[PAGE start]

Normality is a key concept of statistics that stems from the concept of the normal distribution, or “bell curve.” Data that possess normality are ever-present in nature, which is certainly helpful to scientists and other researchers, as normality allows us to perform many types of statistical analyses that we could not perform without it. Students should remember to check a dataset for normality before performing an analysis that relies on normally distributed data.
The term “normality” actually derives from a more basic statistical concept: the normal distribution. The normal distribution describes the “shape” of a population as being in that of a bell curve. That is, when you plot the statistics along a horizontal axis for that particular variable -- time, for example -- with the vertical axis representing the probability of observing that value on the horizontal axis, a dataset with a normal distribution will have a shape like a symmetrical mountain: high in the middle and gradually sloping down to the left and right. Data that follow such a distribution are said to possess normality.

[PAGE end]
[MATERIAL start]

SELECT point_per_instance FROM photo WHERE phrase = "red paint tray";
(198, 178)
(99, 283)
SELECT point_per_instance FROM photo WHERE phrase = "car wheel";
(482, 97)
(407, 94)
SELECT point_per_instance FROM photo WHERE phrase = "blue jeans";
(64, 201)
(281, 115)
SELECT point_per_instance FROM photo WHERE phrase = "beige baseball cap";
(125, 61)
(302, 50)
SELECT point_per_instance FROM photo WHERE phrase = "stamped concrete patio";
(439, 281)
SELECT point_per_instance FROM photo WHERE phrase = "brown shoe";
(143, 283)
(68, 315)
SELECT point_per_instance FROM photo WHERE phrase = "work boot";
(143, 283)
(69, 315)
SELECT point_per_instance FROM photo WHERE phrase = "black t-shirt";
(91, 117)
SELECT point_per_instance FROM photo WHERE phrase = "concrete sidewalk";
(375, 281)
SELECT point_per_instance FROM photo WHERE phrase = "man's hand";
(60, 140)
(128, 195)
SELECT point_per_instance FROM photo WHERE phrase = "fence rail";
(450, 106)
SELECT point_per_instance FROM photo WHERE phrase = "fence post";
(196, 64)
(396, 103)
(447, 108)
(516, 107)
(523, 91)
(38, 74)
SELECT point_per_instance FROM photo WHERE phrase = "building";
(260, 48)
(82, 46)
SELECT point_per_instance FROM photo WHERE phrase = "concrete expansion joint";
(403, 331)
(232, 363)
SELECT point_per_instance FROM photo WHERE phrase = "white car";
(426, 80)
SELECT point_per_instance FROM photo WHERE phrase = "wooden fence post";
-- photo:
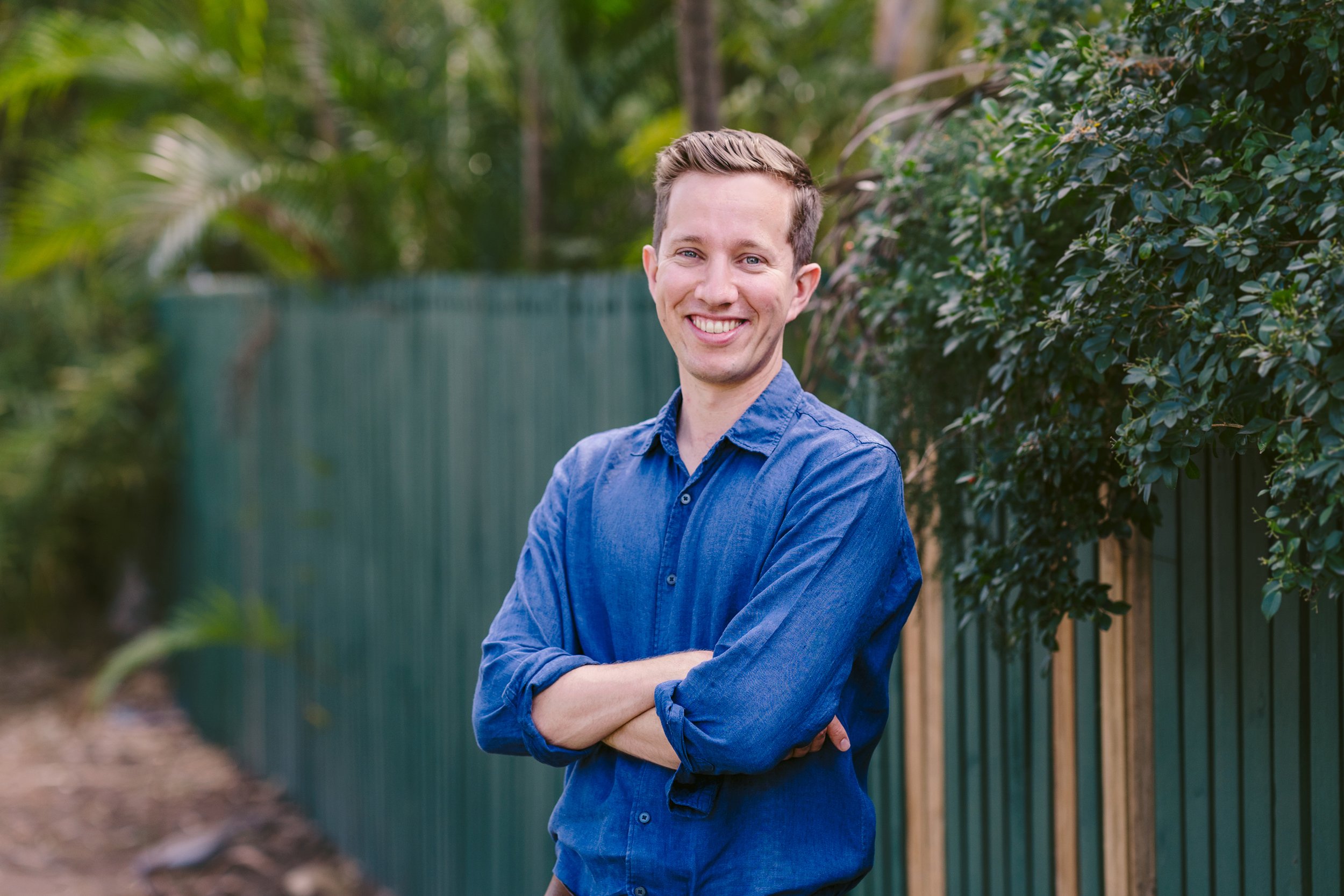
(1127, 722)
(1063, 685)
(921, 669)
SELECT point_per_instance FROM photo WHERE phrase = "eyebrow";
(745, 245)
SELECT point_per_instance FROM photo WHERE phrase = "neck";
(709, 410)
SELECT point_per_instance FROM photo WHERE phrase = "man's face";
(724, 278)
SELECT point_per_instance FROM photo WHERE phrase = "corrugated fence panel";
(999, 766)
(1246, 712)
(366, 460)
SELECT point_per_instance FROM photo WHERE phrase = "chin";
(721, 372)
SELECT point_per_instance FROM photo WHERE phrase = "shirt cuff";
(539, 680)
(694, 786)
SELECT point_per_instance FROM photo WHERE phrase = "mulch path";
(87, 797)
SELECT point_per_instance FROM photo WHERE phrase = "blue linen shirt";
(788, 555)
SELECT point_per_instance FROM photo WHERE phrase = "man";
(707, 604)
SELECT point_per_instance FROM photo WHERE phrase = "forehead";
(738, 207)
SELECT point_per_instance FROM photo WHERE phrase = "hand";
(834, 730)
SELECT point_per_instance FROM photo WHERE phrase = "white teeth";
(710, 326)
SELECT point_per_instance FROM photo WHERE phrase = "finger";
(838, 735)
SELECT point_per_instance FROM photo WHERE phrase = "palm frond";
(53, 49)
(214, 618)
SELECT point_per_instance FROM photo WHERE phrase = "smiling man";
(707, 605)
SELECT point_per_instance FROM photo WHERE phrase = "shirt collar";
(759, 429)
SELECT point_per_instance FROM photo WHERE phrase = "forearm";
(643, 738)
(589, 703)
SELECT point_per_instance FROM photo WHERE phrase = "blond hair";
(730, 152)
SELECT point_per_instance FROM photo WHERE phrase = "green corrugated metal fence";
(996, 720)
(367, 460)
(1246, 715)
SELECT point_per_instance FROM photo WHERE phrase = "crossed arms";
(772, 687)
(613, 704)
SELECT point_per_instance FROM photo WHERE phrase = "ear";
(651, 267)
(804, 284)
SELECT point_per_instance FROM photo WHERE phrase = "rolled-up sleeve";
(525, 652)
(842, 564)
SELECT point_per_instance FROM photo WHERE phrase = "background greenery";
(1120, 256)
(143, 141)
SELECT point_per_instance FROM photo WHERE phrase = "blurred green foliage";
(148, 140)
(1128, 257)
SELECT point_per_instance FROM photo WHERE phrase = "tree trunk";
(530, 116)
(698, 61)
(905, 37)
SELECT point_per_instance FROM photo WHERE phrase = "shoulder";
(596, 453)
(828, 437)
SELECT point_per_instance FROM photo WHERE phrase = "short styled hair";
(732, 152)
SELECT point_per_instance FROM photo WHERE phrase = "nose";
(717, 288)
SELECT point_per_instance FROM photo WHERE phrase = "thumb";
(838, 735)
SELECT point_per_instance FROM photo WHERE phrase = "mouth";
(716, 326)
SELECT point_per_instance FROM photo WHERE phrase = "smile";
(710, 326)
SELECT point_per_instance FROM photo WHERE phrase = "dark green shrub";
(1128, 257)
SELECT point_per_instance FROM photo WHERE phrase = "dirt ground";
(97, 804)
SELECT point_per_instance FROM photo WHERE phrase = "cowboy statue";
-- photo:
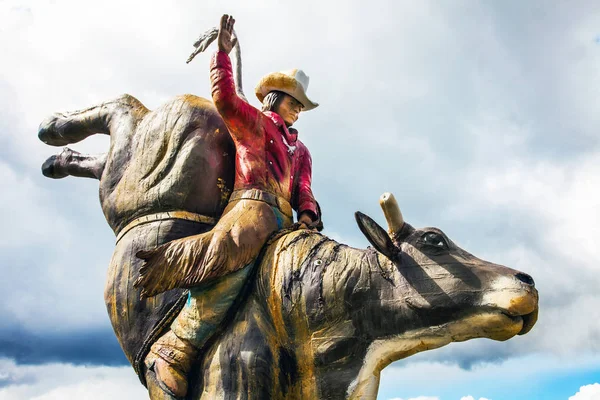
(272, 177)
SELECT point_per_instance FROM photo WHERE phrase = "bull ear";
(376, 235)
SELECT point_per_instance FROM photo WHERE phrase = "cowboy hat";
(293, 82)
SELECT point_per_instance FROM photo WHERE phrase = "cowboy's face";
(288, 109)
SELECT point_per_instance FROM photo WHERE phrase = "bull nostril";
(525, 278)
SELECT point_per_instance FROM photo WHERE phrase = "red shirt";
(269, 156)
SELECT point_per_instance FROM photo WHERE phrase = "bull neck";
(290, 134)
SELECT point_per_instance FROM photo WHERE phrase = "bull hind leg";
(73, 163)
(107, 118)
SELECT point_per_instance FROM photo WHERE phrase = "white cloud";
(465, 120)
(588, 392)
(417, 398)
(64, 381)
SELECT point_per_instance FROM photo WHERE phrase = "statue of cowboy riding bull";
(214, 292)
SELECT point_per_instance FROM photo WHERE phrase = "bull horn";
(392, 213)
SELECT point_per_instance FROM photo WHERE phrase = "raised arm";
(241, 118)
(303, 199)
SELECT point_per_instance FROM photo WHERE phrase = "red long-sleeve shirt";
(269, 155)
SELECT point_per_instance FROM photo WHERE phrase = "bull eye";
(434, 239)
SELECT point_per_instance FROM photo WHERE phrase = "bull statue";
(317, 319)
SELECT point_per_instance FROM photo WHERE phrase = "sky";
(479, 116)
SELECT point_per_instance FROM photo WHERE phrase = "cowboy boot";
(171, 359)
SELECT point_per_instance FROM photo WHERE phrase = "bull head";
(433, 292)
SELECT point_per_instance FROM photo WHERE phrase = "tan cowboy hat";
(293, 82)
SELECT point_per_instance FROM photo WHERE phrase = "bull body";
(318, 319)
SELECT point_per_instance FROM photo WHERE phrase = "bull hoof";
(55, 166)
(48, 132)
(155, 389)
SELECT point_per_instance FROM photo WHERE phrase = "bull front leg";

[MATERIAL end]

- **EXERCISE AIM**
Carry the explanation of normality forward from the point where it stops.

- **TASK RESULT**
Normality exists throughout nature. Many variables, from the amount of ketchup the average person squeezes onto his hotdog to the average lifespan of a laptop computer, possess normality. What this means is that these variables are likely to fall around the middle value, known as the mean or median, of the normal distribution, but are also as equally likely to fall to the left or right of that middle value. For example, the normal distribution can describe the time of human gestation. Though we have a habit of saying that pregnancy lasts nine months, it doesn’t always last exactly nine months. In fact, the length of one woman’s pregnancy likely differs by several days from that of another, with some shorter and others longer.
Why it’s useful
Normality is an important concept in statistics, and not just because its definition allows us to know the distribution of the data. According to statisticians Robert Witte and John Witte, authors of the textbook “Statistics,” many advanced statistical theories rely on the observed data possessing normality. For example, a t-test, which allows statisticians and other researchers to check the probability as to whether two variables come from different distributions, requires that the data you’re working with possess normality. If not, you cannot apply the t-test, which makes statistical analysis much more difficult.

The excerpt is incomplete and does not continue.